Could you retype the entries below exactly, omitting every picture?

(Stored data entries)
════════
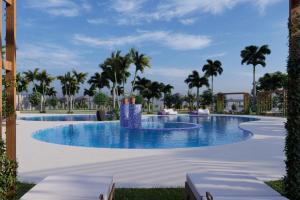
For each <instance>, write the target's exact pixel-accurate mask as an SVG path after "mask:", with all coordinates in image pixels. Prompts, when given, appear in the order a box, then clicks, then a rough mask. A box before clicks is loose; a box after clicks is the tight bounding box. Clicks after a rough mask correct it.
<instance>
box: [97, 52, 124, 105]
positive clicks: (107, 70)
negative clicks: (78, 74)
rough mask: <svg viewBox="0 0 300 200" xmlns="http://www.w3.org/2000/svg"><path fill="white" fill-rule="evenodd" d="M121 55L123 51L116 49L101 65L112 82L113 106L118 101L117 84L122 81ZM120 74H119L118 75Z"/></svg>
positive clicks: (104, 71) (109, 79) (102, 73)
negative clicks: (120, 60)
mask: <svg viewBox="0 0 300 200" xmlns="http://www.w3.org/2000/svg"><path fill="white" fill-rule="evenodd" d="M120 56H121V51H116V52H113V53H112V54H111V56H110V57H109V58H107V59H106V60H105V61H104V63H103V64H101V65H100V68H102V70H103V72H102V74H103V75H104V76H105V77H106V78H107V79H108V80H110V81H111V82H112V91H113V108H114V109H115V108H116V101H117V96H118V94H117V85H118V84H119V83H121V82H122V80H121V76H120V72H121V69H120V63H119V59H120ZM118 75H119V76H118Z"/></svg>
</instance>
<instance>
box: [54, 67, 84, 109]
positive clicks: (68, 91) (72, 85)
════════
- **Answer to this task**
For each <instance>, write the target's exact pixel-accurate mask as an SVG path after "mask:", with all coordinates in image pixels. Prompts, when given, appear in the order a box, then clicks, then a rough mask. A box before clicks is loose; a box after clicks is the tight bounding box. Clicks after a rough mask correct it.
<instance>
box: [97, 52, 124, 105]
positive clicks: (107, 70)
negative clicks: (78, 74)
rough mask: <svg viewBox="0 0 300 200" xmlns="http://www.w3.org/2000/svg"><path fill="white" fill-rule="evenodd" d="M121 55L123 51L116 49L101 65L112 82L113 106L118 101L117 84L122 81ZM120 74H119L118 75Z"/></svg>
positive clicks: (104, 71) (109, 79) (102, 73)
negative clicks: (120, 60)
mask: <svg viewBox="0 0 300 200" xmlns="http://www.w3.org/2000/svg"><path fill="white" fill-rule="evenodd" d="M120 56H121V51H116V52H113V53H112V54H111V56H110V57H109V58H107V59H106V60H105V61H104V63H103V64H101V65H100V68H102V70H103V72H102V74H103V75H104V76H105V77H106V78H107V79H108V80H110V81H111V82H112V91H113V108H114V109H115V108H116V101H117V96H118V94H117V85H118V84H119V83H121V82H122V80H121V76H120V72H121V69H120V63H119V59H120ZM118 75H119V76H118Z"/></svg>
</instance>
<instance>
box: [54, 67, 84, 109]
positive clicks: (68, 91) (72, 85)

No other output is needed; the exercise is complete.